- **What is needed**
Copy from the first line below down to and including the line with "positive clicks: (137, 149)". Skip the pictures.

- **Collected data entries**
- Opening Delimiter -

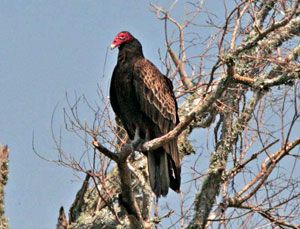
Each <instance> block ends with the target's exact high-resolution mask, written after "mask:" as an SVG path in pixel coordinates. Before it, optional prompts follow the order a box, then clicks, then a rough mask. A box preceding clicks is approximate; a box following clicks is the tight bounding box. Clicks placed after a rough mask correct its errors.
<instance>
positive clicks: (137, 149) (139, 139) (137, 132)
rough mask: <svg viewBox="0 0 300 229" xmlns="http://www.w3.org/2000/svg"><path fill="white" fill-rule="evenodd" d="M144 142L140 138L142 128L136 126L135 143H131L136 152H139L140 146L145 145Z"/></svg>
mask: <svg viewBox="0 0 300 229" xmlns="http://www.w3.org/2000/svg"><path fill="white" fill-rule="evenodd" d="M143 142H144V140H143V139H141V137H140V127H139V126H136V128H135V133H134V138H133V141H132V142H131V143H132V146H133V148H134V150H137V151H138V148H139V146H140V145H141V144H143Z"/></svg>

- Closing Delimiter -

- **Solution below**
Each <instance> block ends with the target's exact high-resolution mask, written after "mask:" as an SVG path in pixel coordinates. Before it, optional prompts follow the order a box, then clicks, then a rough mask. A box preceding clicks is approximate; a box following clicks is the tight bounding box. Clicks placed after a rough mask correct its errors.
<instance>
positive clicks: (137, 149) (139, 139) (137, 132)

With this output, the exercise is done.